Materials provided —
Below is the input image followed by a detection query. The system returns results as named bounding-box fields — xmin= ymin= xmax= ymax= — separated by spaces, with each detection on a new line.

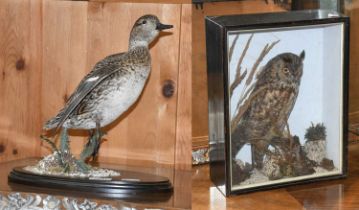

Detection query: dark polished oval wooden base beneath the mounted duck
xmin=8 ymin=167 xmax=173 ymax=200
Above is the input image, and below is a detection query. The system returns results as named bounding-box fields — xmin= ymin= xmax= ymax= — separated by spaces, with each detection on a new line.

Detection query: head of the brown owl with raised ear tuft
xmin=257 ymin=50 xmax=305 ymax=87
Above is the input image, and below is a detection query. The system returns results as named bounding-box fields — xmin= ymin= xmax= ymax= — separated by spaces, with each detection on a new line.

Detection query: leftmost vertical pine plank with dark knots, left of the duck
xmin=0 ymin=0 xmax=42 ymax=161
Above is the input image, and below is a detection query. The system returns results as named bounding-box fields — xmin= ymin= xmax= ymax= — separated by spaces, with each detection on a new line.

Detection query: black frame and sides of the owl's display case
xmin=205 ymin=10 xmax=349 ymax=196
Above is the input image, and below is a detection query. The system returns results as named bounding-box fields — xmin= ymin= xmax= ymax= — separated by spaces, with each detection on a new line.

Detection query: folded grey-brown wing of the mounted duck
xmin=43 ymin=53 xmax=125 ymax=130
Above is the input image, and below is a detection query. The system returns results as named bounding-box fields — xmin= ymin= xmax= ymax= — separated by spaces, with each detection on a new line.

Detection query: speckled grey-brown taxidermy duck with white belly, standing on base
xmin=43 ymin=15 xmax=173 ymax=171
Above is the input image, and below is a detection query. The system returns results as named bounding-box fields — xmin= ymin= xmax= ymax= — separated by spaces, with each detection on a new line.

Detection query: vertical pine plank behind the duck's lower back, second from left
xmin=38 ymin=0 xmax=88 ymax=155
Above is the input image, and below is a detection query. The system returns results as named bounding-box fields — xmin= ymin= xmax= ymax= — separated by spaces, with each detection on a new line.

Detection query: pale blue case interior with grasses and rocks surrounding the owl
xmin=227 ymin=23 xmax=343 ymax=190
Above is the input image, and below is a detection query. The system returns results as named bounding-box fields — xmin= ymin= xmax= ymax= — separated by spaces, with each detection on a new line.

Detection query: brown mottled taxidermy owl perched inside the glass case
xmin=232 ymin=51 xmax=305 ymax=169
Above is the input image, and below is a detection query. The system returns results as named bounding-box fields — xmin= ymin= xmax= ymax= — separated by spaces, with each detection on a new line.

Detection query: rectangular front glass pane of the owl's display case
xmin=227 ymin=23 xmax=343 ymax=190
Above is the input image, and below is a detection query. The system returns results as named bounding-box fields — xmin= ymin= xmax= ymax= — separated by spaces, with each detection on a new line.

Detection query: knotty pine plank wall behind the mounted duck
xmin=0 ymin=0 xmax=191 ymax=169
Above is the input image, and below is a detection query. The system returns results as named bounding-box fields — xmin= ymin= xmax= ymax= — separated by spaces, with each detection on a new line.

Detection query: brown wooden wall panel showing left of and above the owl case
xmin=192 ymin=0 xmax=284 ymax=147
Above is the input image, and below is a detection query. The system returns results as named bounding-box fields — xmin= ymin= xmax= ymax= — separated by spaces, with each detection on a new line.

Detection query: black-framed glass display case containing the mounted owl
xmin=206 ymin=10 xmax=349 ymax=195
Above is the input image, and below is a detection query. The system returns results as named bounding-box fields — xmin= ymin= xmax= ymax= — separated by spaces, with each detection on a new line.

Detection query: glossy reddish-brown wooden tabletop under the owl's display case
xmin=192 ymin=143 xmax=359 ymax=210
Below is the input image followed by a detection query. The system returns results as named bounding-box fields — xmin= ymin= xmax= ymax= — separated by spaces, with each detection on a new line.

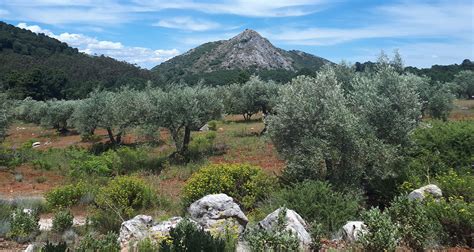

What you will do —
Please print the data above once more, exactly as it appears, with no pictures.

Reply to the exercise —
Below is the input image followed by a detection query. The system returns results as named bounding-box fields — xmin= ymin= xmax= ymax= — separated by spaces, with each detection on a new line.


Detection query: dark polished oval wooden base beneath the mounted duck
xmin=8 ymin=167 xmax=173 ymax=200
Above is the input image, and below is a detection query. The system returns results as named bounding-box fields — xmin= ymin= xmax= ymax= — separated by spaces, with each detection on a new line.

Detection query: head of the brown owl with raised ear tuft
xmin=257 ymin=50 xmax=305 ymax=87
Above is the input image, and below is a detection query. The system returns results as named bounding-box fields — xmin= ymin= xmax= ymax= — separated by spaces, with each detection on a new line.

Detection query: leftmost vertical pine plank with dark knots, left of the duck
xmin=0 ymin=0 xmax=42 ymax=161
Above is the input image, and below is a detection query. The system returns results as named bounding-box fields — xmin= ymin= xmax= ymax= — separated by spaces, with each detection on a new line.

Detection query: black frame and sides of the owl's display case
xmin=205 ymin=10 xmax=349 ymax=196
Above is the input image, and below is a detection query. The system returns results as named bounding-box fields — xmin= ymin= xmax= ymax= — separated by spaces, with each detection on a new line.

Detection query: folded grey-brown wing of the mounted duck
xmin=43 ymin=53 xmax=125 ymax=130
Above is the input image, and below is a detection query. The system returns results as named bounding-box fields — xmin= ymin= xmax= ymax= — separated by spaces, with each detection on a new line.

Detection query: speckled grey-brown taxidermy duck with white belly, standing on base
xmin=43 ymin=15 xmax=173 ymax=171
Above is the input image, and below is a detection query. The system returns results as named bounding-box fields — xmin= ymin= xmax= ymax= — separated by spaces, with each detection on a new line.

Detection query: vertical pine plank behind the duck's lower back, second from left
xmin=38 ymin=0 xmax=88 ymax=155
Above is the input image, and below is a detection query. The system returns results as named bounding-box fields — xmin= ymin= xmax= ymax= — separated by spaces, with each detection on a new line.

Detection query: pale blue case interior with grasses and rocks surrounding the owl
xmin=227 ymin=23 xmax=343 ymax=190
Above is the input image, and below is a detection query. The system returns results as named bounding-box fields — xmin= ymin= xmax= ymax= — separated by spaces, with each detection on a new line.

Detection query: brown mottled taxidermy owl perched inside the glass case
xmin=232 ymin=51 xmax=305 ymax=169
Above is the input image, and below is a detection query. The system returns results as named bounding-box fields — xmin= ymin= xmax= ymax= — separated by spaces, with each detection on a new line.

Detection query: rectangular front glass pane of the owl's display case
xmin=227 ymin=23 xmax=343 ymax=190
Above is the input image, and below is a detection query. The system returns results as named bounding-box fields — xmin= ymin= xmax= ymax= — separated by spaces, with each detection on a new line.

Detection query: knotty pine plank wall behind the mounted duck
xmin=0 ymin=0 xmax=191 ymax=169
Above is the input image, and below is a detection query. The system returns results as named bounding-box fields — xmin= ymin= xmax= ymax= — separated by spaces, with each detection on a new line.

Detection query: brown wooden wall panel showing left of and above the owl case
xmin=192 ymin=0 xmax=284 ymax=147
Above is the input image, and below is a detection query. The system returns results as named bounding-box fields — xmin= ymin= xmax= ymax= — separated by spaces, with each detection on a new line.

Detection query: black-framed glass display case containing the mounted owl
xmin=206 ymin=10 xmax=349 ymax=195
Above is the input image, and below is a detection query. The system returns results as named bounding-box fields — xmin= ymin= xmax= ymax= — separated by spaces, with each detection on a new line.

Detection query: glossy reddish-brown wooden tabletop under the owl's display case
xmin=192 ymin=143 xmax=359 ymax=210
Below is the input image followed by a detection query. The system returns results as named bounding-box fields — xmin= ymin= xmax= ymax= — separated by spaces, with each detection on a new line.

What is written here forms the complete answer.